■ TEXT SHOWN ■

-- -- --

On December 28, 2017, HSR attorneys Joshua Nuni, Lori Rifkin, and Dan Stormer filed a complaint in federal court on behalf of the family and estate of Bertram Hiscock against Yuba and Sutter Counties, Yuba County Sheriff Steven Durfor, and other defendants.
Mr. Hiscock, a 34-year-old U.C. Berkley graduate who had been diagnosed with bipolar disorder, committed suicide in the Yuba County Jail on January 29, 2017, after two previous suicide attempts while in the Jail’s custody. Though he exhibited increasingly psychotic behavior and was found incompetent to stand trial, Jail officials failed to provide Mr. Hiscock with meaningful mental health treatment, isolated him in solitary confinement, and then left him in a rubber “safety” cell to choke to death on his own urine and feces.
In recent local press interviews, Lori Rifkin stated, “They put him in a horrific rubber room and basically just left him there.”

-- -- --

■ Stored data entries ■
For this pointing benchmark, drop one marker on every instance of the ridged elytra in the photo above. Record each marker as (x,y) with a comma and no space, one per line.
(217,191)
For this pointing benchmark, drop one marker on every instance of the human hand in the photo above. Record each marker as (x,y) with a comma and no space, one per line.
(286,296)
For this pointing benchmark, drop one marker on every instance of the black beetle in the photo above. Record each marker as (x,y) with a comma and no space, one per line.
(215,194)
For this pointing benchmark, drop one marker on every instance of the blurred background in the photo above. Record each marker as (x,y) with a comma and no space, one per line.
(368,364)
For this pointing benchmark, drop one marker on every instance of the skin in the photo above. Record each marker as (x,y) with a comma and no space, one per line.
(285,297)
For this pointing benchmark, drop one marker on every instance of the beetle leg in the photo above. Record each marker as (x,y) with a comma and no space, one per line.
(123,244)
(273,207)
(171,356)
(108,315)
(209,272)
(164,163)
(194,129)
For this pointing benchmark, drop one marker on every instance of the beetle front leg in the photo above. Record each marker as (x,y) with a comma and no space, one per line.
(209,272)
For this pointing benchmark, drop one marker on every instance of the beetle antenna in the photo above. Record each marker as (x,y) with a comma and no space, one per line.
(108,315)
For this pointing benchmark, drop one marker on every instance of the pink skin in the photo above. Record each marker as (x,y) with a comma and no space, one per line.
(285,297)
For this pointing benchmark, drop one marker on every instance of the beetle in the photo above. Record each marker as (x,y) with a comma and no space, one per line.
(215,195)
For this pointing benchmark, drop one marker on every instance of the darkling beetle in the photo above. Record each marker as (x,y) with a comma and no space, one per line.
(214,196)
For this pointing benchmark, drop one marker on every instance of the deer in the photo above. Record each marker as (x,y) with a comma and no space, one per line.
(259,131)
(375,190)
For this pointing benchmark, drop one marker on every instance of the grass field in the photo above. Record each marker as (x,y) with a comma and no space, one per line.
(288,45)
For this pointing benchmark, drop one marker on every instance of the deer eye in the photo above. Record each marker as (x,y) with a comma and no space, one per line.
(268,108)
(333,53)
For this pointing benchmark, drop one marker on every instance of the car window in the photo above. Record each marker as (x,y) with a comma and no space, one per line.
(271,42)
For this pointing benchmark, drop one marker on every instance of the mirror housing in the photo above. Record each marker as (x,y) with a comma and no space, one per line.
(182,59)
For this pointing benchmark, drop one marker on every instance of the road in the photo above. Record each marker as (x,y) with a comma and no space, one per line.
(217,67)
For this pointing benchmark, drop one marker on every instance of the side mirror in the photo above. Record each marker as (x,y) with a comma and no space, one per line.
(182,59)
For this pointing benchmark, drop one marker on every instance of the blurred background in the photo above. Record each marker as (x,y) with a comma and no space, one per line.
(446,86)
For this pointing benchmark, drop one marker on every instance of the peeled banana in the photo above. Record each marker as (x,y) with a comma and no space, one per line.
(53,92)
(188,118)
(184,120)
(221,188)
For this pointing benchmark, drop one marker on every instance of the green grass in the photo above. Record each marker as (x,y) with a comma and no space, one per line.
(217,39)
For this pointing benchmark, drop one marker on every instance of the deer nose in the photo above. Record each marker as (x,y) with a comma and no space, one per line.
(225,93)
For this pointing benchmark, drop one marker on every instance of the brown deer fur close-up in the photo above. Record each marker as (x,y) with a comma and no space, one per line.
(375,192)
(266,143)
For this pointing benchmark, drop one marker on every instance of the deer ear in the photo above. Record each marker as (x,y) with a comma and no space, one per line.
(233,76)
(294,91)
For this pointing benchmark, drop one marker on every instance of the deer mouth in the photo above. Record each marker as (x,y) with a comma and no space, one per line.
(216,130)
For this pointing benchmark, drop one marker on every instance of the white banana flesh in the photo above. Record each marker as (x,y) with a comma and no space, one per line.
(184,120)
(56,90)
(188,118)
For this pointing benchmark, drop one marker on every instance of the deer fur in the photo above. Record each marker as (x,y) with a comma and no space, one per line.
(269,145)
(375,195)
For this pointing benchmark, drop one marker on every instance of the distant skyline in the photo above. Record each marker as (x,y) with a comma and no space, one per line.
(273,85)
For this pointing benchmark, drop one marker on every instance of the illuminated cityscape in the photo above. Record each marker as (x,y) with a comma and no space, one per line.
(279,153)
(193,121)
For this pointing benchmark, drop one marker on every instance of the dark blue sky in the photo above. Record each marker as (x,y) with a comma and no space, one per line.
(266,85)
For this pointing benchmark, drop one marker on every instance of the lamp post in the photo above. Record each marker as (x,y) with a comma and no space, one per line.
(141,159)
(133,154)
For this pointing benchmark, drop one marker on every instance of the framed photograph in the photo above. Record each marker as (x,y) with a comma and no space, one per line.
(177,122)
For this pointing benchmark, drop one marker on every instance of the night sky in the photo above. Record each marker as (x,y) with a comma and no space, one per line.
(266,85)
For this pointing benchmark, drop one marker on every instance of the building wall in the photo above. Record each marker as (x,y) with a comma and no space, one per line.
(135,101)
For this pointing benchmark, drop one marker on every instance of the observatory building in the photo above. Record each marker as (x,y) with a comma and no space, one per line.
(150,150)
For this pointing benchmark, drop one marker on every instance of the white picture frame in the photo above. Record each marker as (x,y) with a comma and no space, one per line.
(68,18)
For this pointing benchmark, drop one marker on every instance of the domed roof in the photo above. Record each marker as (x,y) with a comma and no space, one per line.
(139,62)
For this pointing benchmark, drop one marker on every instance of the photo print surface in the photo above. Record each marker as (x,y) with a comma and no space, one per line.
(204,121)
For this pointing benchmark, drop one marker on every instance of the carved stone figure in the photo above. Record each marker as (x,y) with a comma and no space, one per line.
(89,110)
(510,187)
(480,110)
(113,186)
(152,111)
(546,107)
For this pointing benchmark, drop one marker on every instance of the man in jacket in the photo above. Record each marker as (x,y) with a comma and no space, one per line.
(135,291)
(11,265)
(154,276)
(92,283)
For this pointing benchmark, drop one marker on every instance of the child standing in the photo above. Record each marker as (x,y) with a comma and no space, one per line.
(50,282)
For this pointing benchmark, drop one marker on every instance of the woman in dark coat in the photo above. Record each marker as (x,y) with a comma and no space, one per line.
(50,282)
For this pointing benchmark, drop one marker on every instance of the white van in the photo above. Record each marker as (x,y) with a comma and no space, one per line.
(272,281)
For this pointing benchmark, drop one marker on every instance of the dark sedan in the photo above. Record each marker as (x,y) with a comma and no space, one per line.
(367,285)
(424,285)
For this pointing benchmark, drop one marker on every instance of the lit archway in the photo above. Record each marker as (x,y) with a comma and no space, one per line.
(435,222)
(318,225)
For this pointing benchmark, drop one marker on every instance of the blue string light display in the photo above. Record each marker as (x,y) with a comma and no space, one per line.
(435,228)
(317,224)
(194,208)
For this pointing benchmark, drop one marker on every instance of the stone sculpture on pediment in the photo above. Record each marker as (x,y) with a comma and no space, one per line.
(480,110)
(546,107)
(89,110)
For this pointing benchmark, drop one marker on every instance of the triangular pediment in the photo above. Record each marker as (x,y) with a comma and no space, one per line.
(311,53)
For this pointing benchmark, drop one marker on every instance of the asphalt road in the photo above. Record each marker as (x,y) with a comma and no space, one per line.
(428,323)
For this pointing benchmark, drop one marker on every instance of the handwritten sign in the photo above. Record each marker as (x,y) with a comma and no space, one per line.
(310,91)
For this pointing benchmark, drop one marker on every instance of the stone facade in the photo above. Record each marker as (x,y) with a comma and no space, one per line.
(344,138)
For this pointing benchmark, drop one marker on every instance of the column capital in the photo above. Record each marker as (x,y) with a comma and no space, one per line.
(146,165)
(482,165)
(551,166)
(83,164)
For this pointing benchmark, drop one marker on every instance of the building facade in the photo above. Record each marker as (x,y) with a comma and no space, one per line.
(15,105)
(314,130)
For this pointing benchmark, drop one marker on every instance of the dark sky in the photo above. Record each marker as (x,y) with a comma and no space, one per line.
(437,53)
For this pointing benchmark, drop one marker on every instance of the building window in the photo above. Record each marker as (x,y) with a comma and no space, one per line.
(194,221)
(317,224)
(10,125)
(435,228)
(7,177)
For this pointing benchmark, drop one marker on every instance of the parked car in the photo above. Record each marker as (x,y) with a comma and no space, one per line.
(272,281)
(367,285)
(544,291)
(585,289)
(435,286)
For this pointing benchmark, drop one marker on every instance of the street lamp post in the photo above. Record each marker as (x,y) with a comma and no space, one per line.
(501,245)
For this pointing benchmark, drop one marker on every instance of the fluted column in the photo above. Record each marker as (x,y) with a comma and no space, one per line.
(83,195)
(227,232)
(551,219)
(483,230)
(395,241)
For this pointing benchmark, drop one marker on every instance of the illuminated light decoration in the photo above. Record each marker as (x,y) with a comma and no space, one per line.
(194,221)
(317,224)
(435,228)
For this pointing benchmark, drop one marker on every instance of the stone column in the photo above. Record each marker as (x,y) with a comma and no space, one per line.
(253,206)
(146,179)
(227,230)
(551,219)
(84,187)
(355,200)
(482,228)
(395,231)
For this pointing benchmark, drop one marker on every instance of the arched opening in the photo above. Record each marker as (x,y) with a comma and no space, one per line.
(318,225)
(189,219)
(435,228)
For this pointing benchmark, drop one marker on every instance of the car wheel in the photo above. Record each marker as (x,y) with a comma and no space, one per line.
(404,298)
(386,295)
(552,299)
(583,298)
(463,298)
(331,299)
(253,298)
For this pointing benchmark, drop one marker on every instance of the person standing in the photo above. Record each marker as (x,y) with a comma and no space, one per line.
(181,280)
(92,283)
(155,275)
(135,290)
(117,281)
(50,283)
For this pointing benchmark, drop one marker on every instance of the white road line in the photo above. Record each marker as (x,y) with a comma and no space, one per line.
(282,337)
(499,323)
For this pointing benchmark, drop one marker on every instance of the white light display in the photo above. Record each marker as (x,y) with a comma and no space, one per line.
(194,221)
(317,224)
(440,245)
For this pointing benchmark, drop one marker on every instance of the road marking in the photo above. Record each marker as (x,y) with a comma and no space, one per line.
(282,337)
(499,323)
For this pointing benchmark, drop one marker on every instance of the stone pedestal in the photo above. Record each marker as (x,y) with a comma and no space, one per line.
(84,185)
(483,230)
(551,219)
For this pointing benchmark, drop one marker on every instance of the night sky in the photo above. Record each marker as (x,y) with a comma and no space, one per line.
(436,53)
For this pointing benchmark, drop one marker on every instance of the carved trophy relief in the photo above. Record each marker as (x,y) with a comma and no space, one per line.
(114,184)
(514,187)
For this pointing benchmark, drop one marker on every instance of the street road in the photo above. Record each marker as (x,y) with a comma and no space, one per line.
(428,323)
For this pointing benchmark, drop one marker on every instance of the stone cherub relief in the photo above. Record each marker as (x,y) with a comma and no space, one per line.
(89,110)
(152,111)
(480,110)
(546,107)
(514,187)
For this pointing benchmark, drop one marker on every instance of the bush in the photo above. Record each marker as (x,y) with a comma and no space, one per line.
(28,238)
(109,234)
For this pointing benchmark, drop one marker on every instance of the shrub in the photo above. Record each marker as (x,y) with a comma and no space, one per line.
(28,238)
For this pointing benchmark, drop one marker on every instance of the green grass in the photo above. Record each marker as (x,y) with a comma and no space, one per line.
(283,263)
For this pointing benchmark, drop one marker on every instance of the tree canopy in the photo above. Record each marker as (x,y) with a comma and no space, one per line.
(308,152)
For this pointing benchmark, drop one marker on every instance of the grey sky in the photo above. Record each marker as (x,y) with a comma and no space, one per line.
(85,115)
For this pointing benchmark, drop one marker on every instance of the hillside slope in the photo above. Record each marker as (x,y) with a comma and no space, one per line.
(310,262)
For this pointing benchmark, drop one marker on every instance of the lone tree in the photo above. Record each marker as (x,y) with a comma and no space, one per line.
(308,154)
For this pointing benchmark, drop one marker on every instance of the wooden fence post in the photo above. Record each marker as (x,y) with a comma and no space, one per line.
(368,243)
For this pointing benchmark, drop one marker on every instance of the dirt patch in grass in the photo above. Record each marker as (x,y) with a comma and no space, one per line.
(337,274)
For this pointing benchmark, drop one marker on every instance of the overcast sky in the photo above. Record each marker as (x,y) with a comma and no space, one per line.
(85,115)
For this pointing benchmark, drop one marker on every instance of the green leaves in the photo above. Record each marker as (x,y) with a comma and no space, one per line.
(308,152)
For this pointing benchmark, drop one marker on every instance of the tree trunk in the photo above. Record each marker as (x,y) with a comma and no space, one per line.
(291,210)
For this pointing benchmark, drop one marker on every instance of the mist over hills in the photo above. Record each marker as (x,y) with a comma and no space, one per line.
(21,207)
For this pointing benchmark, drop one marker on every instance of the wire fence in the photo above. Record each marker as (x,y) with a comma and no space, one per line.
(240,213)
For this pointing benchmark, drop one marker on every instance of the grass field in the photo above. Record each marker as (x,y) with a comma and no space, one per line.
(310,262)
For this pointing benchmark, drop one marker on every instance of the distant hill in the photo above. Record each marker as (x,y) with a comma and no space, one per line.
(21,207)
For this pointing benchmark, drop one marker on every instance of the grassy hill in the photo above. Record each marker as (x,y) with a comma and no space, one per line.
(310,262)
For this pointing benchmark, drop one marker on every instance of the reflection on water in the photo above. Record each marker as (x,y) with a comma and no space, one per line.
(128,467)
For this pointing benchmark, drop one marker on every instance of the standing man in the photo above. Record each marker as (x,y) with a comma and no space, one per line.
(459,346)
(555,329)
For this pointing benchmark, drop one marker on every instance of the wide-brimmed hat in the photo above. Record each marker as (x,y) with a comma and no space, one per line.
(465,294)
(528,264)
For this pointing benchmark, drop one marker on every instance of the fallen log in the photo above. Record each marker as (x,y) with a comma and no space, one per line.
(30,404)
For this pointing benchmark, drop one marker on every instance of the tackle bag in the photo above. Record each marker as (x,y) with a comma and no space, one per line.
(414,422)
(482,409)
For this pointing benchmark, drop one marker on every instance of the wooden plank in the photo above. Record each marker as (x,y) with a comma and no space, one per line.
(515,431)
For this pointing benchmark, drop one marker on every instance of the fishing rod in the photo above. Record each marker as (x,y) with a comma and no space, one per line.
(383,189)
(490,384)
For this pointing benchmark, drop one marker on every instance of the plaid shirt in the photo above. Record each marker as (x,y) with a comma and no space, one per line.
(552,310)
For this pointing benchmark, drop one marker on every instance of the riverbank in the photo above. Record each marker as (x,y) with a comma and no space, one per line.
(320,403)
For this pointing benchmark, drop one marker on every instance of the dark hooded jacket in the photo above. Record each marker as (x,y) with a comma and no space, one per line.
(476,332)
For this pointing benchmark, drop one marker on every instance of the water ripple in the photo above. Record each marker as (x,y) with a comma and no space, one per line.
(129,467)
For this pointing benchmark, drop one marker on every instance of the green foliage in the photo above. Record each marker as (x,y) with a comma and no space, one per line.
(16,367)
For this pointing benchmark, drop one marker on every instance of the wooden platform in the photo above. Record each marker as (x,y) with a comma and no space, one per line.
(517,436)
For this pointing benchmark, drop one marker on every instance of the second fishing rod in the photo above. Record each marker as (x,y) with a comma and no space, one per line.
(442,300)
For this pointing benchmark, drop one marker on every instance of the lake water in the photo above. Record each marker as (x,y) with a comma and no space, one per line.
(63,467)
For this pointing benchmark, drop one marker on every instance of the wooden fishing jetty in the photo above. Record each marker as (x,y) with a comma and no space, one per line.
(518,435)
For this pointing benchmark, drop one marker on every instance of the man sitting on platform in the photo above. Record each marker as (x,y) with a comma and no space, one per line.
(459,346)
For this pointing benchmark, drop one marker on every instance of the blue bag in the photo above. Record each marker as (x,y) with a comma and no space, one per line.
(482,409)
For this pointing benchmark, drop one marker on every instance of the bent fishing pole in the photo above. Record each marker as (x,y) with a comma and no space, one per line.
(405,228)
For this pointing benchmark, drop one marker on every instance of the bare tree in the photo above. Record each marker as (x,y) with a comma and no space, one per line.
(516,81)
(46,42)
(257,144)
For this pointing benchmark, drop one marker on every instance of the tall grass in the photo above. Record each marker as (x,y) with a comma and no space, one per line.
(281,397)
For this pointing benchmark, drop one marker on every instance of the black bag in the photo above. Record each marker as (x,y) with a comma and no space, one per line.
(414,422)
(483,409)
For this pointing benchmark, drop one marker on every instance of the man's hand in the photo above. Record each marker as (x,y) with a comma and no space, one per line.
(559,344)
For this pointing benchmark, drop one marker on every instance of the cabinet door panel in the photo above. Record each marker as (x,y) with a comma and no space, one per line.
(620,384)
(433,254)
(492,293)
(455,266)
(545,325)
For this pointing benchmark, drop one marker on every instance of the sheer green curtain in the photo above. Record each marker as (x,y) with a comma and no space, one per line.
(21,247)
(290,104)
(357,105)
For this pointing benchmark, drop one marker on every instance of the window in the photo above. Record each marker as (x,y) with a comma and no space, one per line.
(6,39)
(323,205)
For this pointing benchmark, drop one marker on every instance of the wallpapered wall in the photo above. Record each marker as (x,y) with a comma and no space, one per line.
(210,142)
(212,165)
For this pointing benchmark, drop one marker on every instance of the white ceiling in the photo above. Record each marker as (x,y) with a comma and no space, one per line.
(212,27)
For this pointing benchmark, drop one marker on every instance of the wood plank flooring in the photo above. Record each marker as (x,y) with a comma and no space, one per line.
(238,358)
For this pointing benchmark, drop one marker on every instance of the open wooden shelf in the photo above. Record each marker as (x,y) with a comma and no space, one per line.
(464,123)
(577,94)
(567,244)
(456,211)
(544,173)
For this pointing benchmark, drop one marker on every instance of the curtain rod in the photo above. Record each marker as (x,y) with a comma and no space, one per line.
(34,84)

-- -- --

■ QUESTIONS ■
a. Print the Hiscock lawsuit passage word for word, from "Mr. Hiscock, a" down to "urine and feces.".
b. According to the Hiscock lawsuit passage, on what date did Mr. Hiscock die in the Yuba County Jail?
c. Go on with the Hiscock lawsuit passage, picking up after its final sentence.
None of these entries is needed.

■ ANSWERS GIVEN ■
a.
Mr. Hiscock, a 34-year-old U.C. Berkley graduate who had been diagnosed with bipolar disorder, committed suicide in the Yuba County Jail on January 29, 2017, after two previous suicide attempts while in the Jail’s custody. Though he exhibited increasingly psychotic behavior and was found incompetent to stand trial, Jail officials failed to provide Mr. Hiscock with meaningful mental health treatment, isolated him in solitary confinement, and then left him in a rubber “safety” cell to choke to death on his own urine and feces.

b. January 29, 2017.

c.
Joshua Nuni added, “This was someone who is clearly experiencing a severe mental health crisis, and the defendants here locked him in solitary confinement without treatment … knowing the safety risk that it posed to people in Mr. Hiscock’s position…. This case was a tragedy that was caused by the jail system’s inability to recognize and deal with mental health issues.”
Yuba County has been on notice for over thirty years that its inadequate provision of mental health care to inmates at the Yuba County Jail results in needless harm. The Jail has been subject to a court-ordered consent decree since 1979, which requires improvements to medical and mental health care treatment. Yuba County moved to terminate the consent decree in 2013, but the court denied its motion, holding that the county had failed to demonstrate that it was not continuing to violate inmates’ constitutional rights. The county appealed, and on April 19, 2016, the Ninth Circuit affirmed the lower court’s ruling.
Mr. Hiscock’s brother, Vincent Hiscock, as an administrator of the estate, and Mr. Hiscock’s father, Sherrick Hiscock, are plaintiffs in the instant case. In a recent interview, Vincent Hiscock stated, “[Bertram] was a joy to talk to. My brother was one of the most intelligent people I’ve ever met, especially when he was doing well.” He added, “I don’t want what happened to my brother to continue to happen to other people.”